[Start of section]
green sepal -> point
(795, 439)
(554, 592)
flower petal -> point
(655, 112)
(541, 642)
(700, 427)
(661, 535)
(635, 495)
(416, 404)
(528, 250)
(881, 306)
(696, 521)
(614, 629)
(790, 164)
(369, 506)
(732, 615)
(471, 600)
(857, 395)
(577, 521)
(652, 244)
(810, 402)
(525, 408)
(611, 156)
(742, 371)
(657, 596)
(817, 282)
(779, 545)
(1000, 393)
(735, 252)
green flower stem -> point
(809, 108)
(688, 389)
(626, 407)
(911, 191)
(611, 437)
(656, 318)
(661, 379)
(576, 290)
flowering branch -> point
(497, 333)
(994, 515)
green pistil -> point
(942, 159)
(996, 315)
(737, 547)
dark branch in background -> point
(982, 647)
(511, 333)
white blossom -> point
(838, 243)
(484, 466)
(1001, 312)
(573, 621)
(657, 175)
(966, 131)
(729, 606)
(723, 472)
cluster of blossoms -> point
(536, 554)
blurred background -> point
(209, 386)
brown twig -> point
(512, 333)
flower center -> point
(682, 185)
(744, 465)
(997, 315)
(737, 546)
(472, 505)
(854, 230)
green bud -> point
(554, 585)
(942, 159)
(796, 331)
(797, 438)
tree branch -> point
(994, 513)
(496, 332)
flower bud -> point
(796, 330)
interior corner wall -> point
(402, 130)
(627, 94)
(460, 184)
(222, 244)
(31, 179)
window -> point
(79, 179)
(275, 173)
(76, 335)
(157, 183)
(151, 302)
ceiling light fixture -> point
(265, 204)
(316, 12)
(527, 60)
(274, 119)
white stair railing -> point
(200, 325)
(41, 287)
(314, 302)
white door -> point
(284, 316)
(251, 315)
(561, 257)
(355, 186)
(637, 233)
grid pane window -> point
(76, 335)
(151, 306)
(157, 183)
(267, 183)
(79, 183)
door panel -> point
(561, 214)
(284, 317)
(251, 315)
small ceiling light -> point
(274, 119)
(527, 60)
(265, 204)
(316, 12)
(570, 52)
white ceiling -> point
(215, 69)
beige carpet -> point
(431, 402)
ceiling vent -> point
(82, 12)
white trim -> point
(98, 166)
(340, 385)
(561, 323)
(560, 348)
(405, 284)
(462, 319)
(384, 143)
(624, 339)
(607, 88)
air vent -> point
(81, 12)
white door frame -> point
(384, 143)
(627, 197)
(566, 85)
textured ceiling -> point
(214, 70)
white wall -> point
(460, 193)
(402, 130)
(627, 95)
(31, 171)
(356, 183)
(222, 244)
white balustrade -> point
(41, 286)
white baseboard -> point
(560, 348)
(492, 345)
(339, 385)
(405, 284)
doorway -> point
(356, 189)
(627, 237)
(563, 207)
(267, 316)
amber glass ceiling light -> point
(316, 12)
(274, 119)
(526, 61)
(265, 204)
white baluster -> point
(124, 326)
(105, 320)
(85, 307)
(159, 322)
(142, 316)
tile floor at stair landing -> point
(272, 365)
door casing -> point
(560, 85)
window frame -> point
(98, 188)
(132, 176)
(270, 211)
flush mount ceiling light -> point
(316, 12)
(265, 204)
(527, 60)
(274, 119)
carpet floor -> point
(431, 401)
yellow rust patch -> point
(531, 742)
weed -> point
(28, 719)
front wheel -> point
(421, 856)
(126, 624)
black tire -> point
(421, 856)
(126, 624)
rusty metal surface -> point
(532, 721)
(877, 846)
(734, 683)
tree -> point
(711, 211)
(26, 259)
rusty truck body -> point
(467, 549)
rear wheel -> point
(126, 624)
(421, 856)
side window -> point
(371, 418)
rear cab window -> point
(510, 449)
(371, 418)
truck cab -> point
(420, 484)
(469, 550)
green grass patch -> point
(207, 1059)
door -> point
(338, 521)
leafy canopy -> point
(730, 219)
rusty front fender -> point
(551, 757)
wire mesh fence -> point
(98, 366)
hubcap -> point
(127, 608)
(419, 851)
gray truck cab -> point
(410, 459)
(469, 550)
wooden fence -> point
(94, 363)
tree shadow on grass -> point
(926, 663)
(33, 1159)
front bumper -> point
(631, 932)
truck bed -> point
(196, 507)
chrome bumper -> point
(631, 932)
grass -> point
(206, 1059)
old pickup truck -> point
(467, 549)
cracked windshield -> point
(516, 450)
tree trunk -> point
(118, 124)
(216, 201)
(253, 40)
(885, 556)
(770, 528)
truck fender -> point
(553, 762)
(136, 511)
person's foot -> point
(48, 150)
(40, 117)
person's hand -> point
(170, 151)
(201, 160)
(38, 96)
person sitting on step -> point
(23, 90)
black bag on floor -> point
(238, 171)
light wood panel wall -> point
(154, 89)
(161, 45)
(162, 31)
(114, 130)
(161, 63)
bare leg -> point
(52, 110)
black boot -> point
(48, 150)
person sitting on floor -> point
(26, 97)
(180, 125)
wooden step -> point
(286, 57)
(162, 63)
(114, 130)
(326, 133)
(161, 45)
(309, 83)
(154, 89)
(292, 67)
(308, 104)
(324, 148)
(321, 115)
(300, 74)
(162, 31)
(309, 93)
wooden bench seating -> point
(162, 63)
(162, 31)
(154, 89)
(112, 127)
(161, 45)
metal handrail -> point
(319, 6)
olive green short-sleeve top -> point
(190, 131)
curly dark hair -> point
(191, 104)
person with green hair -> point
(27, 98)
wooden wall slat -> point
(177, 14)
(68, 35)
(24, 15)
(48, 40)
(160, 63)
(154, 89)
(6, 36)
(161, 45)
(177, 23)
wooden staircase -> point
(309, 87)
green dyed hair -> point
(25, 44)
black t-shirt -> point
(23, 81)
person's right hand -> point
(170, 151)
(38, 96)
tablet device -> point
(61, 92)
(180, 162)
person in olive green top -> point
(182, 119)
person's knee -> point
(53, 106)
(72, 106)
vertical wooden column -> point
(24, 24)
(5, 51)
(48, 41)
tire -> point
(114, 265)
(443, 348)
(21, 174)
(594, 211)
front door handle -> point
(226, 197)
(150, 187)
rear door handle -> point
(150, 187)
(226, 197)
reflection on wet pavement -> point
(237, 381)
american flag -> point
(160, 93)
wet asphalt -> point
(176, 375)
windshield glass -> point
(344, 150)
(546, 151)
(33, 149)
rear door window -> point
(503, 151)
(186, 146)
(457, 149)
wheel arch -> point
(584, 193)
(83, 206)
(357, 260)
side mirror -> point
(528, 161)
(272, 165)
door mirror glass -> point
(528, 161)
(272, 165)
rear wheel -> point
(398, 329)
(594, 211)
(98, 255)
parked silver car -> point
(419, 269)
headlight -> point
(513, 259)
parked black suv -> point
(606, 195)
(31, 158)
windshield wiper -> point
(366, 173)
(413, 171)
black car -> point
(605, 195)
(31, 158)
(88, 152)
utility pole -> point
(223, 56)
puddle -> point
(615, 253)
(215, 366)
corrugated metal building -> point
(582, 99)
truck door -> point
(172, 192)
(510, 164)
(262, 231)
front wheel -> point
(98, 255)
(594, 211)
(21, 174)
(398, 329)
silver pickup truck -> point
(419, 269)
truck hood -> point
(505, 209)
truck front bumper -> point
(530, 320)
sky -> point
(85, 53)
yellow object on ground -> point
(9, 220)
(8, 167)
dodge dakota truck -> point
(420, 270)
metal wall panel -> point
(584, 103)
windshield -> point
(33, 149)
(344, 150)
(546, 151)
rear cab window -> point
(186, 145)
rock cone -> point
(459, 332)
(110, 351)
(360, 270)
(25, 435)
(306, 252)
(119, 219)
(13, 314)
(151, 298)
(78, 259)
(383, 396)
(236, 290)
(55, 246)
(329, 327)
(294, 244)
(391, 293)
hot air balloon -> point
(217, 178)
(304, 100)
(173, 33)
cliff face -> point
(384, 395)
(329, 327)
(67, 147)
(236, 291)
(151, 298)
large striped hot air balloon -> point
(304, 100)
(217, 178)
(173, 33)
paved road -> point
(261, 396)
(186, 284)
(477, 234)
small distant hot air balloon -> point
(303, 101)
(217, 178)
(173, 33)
[End of section]
## What needs to be done
Copy only the stretch running from the line containing "silver pickup truck -> point" to the final line of the entries, both ends included, exactly as it stands.

## Output for this exercise
silver pickup truck -> point
(419, 269)
truck hood -> point
(505, 209)
truck front bumper -> point
(530, 320)
sky -> point
(85, 53)
yellow object on ground -> point
(9, 220)
(8, 167)
dodge dakota truck -> point
(420, 270)
metal wall panel -> point
(584, 103)
windshield -> point
(33, 149)
(344, 150)
(546, 151)
rear cab window -> point
(186, 145)
rock cone -> point
(459, 332)
(110, 351)
(360, 270)
(25, 435)
(306, 252)
(119, 219)
(13, 314)
(151, 298)
(78, 259)
(383, 396)
(236, 290)
(55, 246)
(329, 327)
(294, 244)
(391, 293)
hot air balloon -> point
(217, 178)
(304, 100)
(173, 33)
cliff face -> point
(384, 395)
(329, 327)
(67, 147)
(236, 291)
(151, 298)
large striped hot air balloon -> point
(304, 100)
(217, 178)
(173, 33)
paved road -> point
(261, 396)
(186, 284)
(477, 234)
small distant hot air balloon -> point
(303, 101)
(217, 178)
(173, 33)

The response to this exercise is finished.